[Photo-based referring expression data]
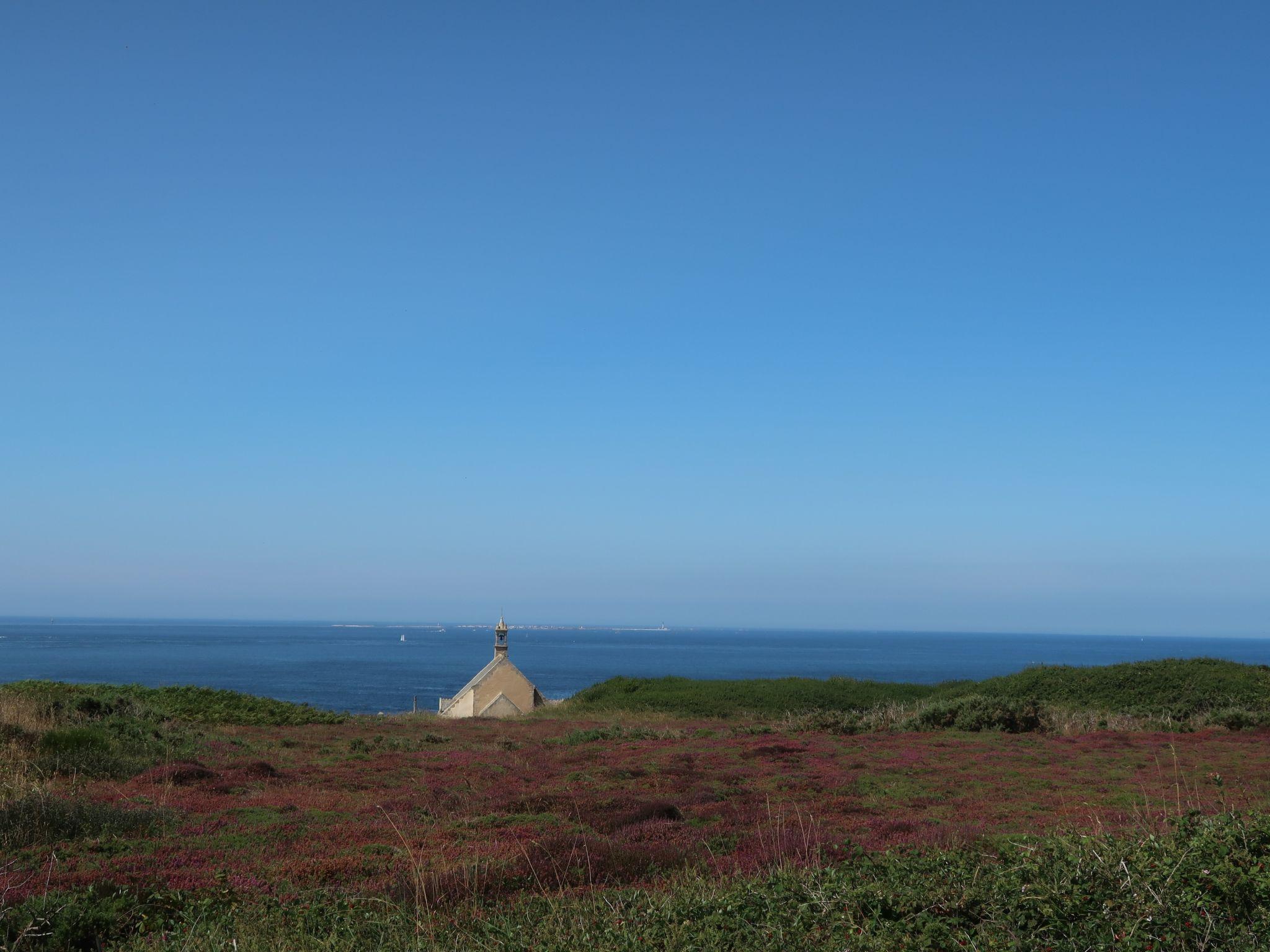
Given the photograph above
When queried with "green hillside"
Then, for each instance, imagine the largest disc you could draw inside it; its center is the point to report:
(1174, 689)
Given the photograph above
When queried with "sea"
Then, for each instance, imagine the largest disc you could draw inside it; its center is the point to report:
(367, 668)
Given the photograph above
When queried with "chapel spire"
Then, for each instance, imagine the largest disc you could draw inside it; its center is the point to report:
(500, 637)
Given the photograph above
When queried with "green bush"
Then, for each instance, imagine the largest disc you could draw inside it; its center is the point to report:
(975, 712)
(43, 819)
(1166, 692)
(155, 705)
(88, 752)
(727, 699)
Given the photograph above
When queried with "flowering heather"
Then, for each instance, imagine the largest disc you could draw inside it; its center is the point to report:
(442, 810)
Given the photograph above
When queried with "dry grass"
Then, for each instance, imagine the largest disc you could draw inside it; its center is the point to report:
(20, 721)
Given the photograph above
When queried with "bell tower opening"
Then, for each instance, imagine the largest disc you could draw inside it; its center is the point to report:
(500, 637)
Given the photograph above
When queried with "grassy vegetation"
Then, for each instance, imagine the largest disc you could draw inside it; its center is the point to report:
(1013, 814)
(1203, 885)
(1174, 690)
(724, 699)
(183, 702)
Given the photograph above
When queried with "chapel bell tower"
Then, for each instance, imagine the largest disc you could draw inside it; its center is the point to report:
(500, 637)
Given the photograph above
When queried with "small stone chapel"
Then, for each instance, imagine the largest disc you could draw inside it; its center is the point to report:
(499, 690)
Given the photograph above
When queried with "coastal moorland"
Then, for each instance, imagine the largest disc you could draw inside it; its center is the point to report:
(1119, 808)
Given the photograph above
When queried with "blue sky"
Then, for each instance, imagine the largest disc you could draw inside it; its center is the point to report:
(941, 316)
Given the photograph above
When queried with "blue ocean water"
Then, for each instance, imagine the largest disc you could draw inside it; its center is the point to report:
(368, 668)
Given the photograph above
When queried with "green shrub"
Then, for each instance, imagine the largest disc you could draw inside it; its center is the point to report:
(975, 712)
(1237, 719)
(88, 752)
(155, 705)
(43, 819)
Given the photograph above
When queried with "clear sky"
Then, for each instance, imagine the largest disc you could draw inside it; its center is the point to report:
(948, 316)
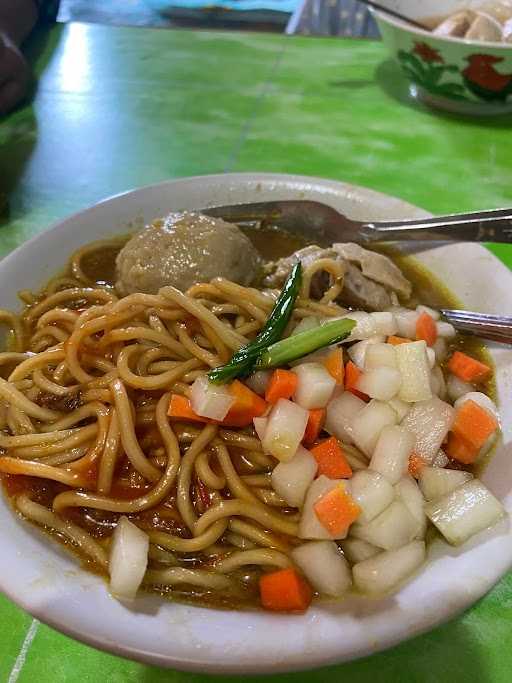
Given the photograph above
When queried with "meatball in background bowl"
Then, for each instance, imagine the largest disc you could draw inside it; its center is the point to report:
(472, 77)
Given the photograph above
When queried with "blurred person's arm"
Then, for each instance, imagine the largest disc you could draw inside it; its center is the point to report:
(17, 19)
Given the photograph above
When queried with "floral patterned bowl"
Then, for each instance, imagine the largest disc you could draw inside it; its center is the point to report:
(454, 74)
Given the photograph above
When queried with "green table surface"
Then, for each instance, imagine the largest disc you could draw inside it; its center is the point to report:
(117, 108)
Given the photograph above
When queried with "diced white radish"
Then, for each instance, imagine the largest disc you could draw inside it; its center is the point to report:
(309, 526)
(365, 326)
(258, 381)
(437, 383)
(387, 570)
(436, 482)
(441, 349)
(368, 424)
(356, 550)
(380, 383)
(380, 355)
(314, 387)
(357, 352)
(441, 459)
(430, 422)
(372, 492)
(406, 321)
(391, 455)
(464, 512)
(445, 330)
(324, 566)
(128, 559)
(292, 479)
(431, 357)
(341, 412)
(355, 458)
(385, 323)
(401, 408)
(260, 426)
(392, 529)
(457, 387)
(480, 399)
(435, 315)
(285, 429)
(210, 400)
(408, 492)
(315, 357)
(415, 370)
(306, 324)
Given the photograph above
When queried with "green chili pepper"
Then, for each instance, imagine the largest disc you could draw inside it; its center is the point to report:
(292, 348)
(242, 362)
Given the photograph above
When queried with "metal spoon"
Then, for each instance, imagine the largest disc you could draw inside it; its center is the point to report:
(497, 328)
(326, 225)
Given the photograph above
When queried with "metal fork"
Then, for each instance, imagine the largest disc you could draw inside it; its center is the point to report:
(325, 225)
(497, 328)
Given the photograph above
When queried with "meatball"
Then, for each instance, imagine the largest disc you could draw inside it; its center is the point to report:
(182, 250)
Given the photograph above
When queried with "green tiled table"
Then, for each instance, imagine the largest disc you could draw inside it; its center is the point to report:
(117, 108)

:: EXERCISE BRIEF ::
Retype the data in full. Images do not go in the copy.

:: TASK SOLUTION ::
Given the photograph above
When queried with "green hillside"
Then, for each instance, imagine the largest disc you could draw inside it; its center is the point to report:
(1174, 689)
Given the photograph above
When queried with "sea"
Then, for each instance, imagine the largest disc you could draw inside it; its center is the point to report:
(367, 668)
Given the photograph above
When queried with "chapel spire"
Then, for each instance, imagine the largest disc you could draw inside it; its center is the point to report:
(500, 637)
Given the photograph above
When queried with "green bush"
Then, for each instance, imagine the largest disc you could draw inside it; its center is the point to report:
(975, 712)
(43, 819)
(1166, 692)
(155, 705)
(88, 752)
(727, 699)
Given the photograph above
When queried with "flowering heather"
Then, for each instance, imagine the largest disc you could draw inside it; its center is the point to report:
(442, 810)
Given the photograph above
When queried with "dry grass"
Then, for each instance, imagine the largest disc you could draw inside it; its center is the point to report:
(20, 721)
Given the photograph above
When queried with "bell tower opening"
Then, for each instance, imagine the largest disc you could draw inside it; its center is the point to report:
(500, 637)
Given the photograph above
When queried with "grassy vegetation"
Then, for each instance, imagine the largest disc you could draw inside it; its center is the point to report:
(1013, 814)
(1203, 885)
(1174, 690)
(724, 699)
(183, 702)
Given the photograph above
When queried with "chapel bell tower"
Then, for each instance, imagine the largest disc you could draw inside it; its center is the point to report:
(500, 637)
Given the photograph above
When queried with "small stone chapel"
Then, for each instance, imagine the largest disc you could draw inside it; its center is the point to report:
(499, 690)
Given the photograph above
When queried with "coastal moorland"
Then, for each instance, imagine the largest disc you could draw inside it; its center is the point to report:
(1119, 808)
Given the photograph above
When queried with "blue sky"
Then, for each instance, imagine the largest disc you could draw inside it; its center is the point to report:
(941, 316)
Given the photograph above
When queried with "blue ocean water"
Then, for each instance, imagine the largest disc you could draw inside it; its center is the point to report:
(368, 668)
Given the photograph above
When queried with "green shrub"
Then, for each instance, imagine the largest disc you could draw inside it; its center is the point to report:
(975, 712)
(1237, 719)
(88, 752)
(155, 705)
(43, 819)
Given the photograph above
When queried with "clear sky"
Then, for each instance, imagine the largest disc you could draw inside it; its center is the point to report:
(948, 316)
Given the photograph above
When queried with "meatball in background bowl"
Then, for each instance, imagine the largest disc you could draw inside it; its center is the point to report:
(472, 77)
Given the photograph above
When queried with "blurred person's arm"
Then, for each instance, imagine the largest disc you could draw inside it; its center is the point to report:
(17, 19)
Given the photograph above
When queried with "floral patterned bowl"
Then, for each instance, imagine the largest disc you could draw inside it; its center is the point to report:
(454, 74)
Given the photograph above
When queried with "green table surface"
Then, for each instance, imagine the largest disc you could draw inside it; its center is the point to report:
(117, 108)
Given the photograph above
When queried with "diced white radish"
Then, for each instance, imagine the largest disc you could draw inside it; its center is the point to report:
(309, 526)
(365, 326)
(258, 381)
(437, 383)
(387, 570)
(436, 482)
(441, 349)
(368, 424)
(356, 550)
(380, 383)
(380, 355)
(314, 387)
(357, 352)
(441, 459)
(430, 422)
(372, 492)
(406, 321)
(391, 455)
(464, 512)
(445, 330)
(324, 566)
(128, 559)
(292, 479)
(431, 357)
(341, 412)
(355, 458)
(385, 323)
(401, 408)
(260, 426)
(392, 529)
(457, 387)
(480, 399)
(435, 315)
(285, 429)
(210, 400)
(408, 492)
(315, 357)
(415, 370)
(306, 324)
Given the photograph above
When queried with "green chili pepper"
Then, for each instance, imagine the largest disc you could draw inside it; its center is the point to report:
(292, 348)
(242, 362)
Given the photograph above
When queried with "metal spoon"
Then, for each instance, imagine the largest disc you could draw inside it; its center is the point to report:
(497, 328)
(326, 225)
Given the photograph above
When queried with "metal fork"
Then, for each instance, imagine the largest disc you could draw inside it; its center is the point to report:
(325, 225)
(497, 328)
Given the photograph above
When queried with "meatball"
Then, for each instance, imagine the largest disc you could draw inside it; its center is the point to report:
(182, 250)
Given the photograph above
When queried with "green tiled table"
Then, for each instance, imagine the largest disc you could draw inside it; its center is the point to report:
(117, 108)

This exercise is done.